- [WRITTEN EXERCISE]: Count how many lines in the records below contain the word "glass". Reply with the number alone.
---------- RECORDS SHOWN
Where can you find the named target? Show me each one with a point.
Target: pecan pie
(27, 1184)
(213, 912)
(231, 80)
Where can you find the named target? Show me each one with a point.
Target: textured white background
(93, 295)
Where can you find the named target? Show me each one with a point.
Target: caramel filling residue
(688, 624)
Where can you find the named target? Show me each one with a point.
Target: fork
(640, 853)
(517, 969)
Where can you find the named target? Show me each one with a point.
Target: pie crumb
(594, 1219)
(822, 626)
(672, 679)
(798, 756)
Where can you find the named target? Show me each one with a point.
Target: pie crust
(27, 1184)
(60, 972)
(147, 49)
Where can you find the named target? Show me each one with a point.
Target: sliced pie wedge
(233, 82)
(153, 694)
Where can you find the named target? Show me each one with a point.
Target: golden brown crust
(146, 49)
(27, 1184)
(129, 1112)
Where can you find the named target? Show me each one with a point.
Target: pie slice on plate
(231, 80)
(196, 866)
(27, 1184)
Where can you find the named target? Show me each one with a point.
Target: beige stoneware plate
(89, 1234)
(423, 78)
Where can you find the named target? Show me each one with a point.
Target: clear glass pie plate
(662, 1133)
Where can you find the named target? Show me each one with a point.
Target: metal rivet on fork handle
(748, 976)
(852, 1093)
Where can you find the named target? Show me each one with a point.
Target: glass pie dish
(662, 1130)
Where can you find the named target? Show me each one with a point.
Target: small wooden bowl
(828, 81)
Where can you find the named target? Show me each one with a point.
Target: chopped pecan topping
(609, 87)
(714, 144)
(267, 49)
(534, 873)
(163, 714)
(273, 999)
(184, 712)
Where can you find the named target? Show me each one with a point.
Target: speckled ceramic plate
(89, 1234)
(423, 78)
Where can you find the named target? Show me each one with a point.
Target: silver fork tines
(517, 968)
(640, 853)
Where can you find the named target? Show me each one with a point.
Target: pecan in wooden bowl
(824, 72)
--------------------
- [RESULT OF THE TASK]: 2